_Dataset entries_:
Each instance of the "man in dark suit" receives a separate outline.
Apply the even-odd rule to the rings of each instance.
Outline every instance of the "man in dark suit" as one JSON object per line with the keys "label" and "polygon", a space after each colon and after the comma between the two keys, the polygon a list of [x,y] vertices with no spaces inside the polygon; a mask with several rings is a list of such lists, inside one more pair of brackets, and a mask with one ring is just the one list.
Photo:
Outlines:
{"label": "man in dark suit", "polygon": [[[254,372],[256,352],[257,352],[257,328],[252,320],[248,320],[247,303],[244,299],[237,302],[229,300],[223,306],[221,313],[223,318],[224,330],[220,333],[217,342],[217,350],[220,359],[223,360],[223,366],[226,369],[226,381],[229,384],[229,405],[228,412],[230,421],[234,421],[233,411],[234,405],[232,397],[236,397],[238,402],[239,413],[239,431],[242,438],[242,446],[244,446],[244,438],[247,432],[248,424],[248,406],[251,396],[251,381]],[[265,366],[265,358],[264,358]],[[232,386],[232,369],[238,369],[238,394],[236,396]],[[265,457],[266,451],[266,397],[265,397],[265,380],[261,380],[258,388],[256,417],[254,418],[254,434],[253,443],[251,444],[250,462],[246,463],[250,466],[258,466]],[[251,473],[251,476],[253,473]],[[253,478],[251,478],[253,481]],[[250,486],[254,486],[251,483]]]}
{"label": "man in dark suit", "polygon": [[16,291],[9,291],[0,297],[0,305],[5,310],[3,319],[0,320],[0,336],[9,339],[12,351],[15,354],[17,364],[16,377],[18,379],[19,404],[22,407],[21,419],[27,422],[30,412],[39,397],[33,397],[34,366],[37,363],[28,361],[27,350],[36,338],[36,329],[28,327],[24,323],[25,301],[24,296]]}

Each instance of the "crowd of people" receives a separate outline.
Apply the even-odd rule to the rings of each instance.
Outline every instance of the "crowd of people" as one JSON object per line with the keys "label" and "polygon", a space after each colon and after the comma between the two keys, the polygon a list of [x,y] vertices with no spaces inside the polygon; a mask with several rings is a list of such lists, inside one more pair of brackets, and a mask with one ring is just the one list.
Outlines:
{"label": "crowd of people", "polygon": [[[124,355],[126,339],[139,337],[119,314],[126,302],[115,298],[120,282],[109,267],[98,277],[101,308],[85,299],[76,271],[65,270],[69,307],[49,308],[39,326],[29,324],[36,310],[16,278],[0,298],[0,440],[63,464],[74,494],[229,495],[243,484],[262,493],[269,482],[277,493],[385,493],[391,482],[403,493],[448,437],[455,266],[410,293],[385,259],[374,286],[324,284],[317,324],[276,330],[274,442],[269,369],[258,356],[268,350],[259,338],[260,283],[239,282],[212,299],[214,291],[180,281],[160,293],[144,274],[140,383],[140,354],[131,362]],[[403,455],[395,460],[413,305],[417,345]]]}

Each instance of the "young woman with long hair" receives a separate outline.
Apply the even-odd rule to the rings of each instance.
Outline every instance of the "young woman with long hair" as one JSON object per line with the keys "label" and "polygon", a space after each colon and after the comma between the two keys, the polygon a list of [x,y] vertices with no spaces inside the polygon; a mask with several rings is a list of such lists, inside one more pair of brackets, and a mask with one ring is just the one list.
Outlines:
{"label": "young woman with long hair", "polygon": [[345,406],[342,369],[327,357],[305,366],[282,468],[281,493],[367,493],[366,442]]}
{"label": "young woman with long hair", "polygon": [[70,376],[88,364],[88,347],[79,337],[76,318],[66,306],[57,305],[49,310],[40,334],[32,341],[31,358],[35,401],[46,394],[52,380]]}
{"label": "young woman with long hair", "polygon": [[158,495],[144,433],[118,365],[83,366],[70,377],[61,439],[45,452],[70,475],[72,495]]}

_Task statement_: What is needed is an exact reproduction of the data.

_Response for this exercise_:
Each instance of the "man in dark suit" receives a separate outline.
Apply the even-odd rule to the rings of each instance.
Outline every instance of the "man in dark suit" as one JSON object per line with the keys "label" and "polygon", a space after each colon and after the comma between the two keys, the polygon a list of [x,y] vertices with no spaces inside the polygon; a mask with several rings is a list of such lists, inside one more pair of brackets, and a mask with one ring is just the one list.
Photo:
Outlines:
{"label": "man in dark suit", "polygon": [[[254,372],[256,352],[257,352],[257,328],[252,320],[248,320],[247,303],[244,299],[237,302],[229,300],[223,306],[221,313],[223,318],[224,330],[220,333],[217,342],[217,350],[220,359],[223,360],[223,366],[226,369],[226,381],[229,384],[229,405],[228,412],[230,421],[234,421],[233,411],[234,405],[232,397],[236,397],[238,402],[239,413],[239,431],[242,438],[242,446],[244,446],[244,438],[247,432],[248,424],[248,406],[251,396],[251,381]],[[265,366],[265,358],[264,358]],[[232,386],[232,369],[238,369],[238,394],[236,396]],[[265,457],[266,451],[266,397],[265,397],[265,380],[261,380],[258,388],[256,417],[254,418],[254,434],[253,443],[251,444],[250,462],[246,463],[250,466],[258,466]],[[251,473],[251,476],[253,473]],[[253,478],[251,478],[253,481]],[[250,486],[254,486],[251,483]]]}
{"label": "man in dark suit", "polygon": [[16,291],[9,291],[0,297],[0,305],[5,310],[3,319],[0,320],[0,336],[9,339],[12,351],[15,354],[17,364],[16,377],[18,379],[19,404],[22,407],[21,419],[27,422],[30,412],[39,397],[33,397],[34,366],[37,363],[28,361],[27,350],[36,338],[36,329],[28,327],[24,323],[25,301],[24,296]]}

Each instance of the "crowd of people" receives a separate outline.
Apply the even-odd rule to the rings of each instance.
Outline every instance of the "crowd of people" as one JSON object per line with the keys "label" and "polygon", a space after each colon and after the comma between the two keys, the polygon a list of [x,y] vertices with no spaces inside the polygon; a mask with several rings is a list of such lists, inside one more pair of brackets, and a mask with one ring is just the one list.
Outlines:
{"label": "crowd of people", "polygon": [[[124,355],[126,339],[139,337],[119,314],[126,302],[115,298],[120,282],[109,267],[98,277],[101,308],[85,299],[76,271],[65,270],[69,307],[49,308],[39,326],[29,324],[36,310],[16,278],[0,298],[0,440],[63,464],[74,494],[229,495],[243,484],[262,493],[269,482],[277,493],[385,493],[391,482],[403,493],[448,437],[455,266],[410,293],[385,259],[374,286],[324,284],[317,324],[276,330],[274,442],[269,369],[258,356],[268,350],[259,338],[260,283],[239,282],[212,299],[214,291],[180,281],[160,293],[144,274],[140,383],[140,354],[131,362]],[[403,455],[395,460],[413,305],[417,345]]]}

Each instance of the "young woman with long hair" receives a separate outline.
Apply the even-odd rule to the rings of each instance.
Outline every instance of the "young woman with long hair" as one JSON object per line with the keys "label" and "polygon", a space after each colon and after the comma between the two keys, the polygon a list of [x,y] vertices with no spaces inside the polygon; a mask with several rings is a list of such lists, inside one more pair of brackets, and a mask with one ring is just the one list.
Outlines:
{"label": "young woman with long hair", "polygon": [[345,406],[342,369],[327,357],[305,366],[282,468],[281,493],[367,493],[366,442]]}
{"label": "young woman with long hair", "polygon": [[70,376],[88,364],[88,347],[79,337],[76,318],[66,306],[57,305],[49,310],[40,334],[32,341],[31,358],[35,401],[46,394],[52,380]]}
{"label": "young woman with long hair", "polygon": [[158,495],[144,433],[118,365],[83,366],[70,377],[61,439],[45,452],[70,475],[72,495]]}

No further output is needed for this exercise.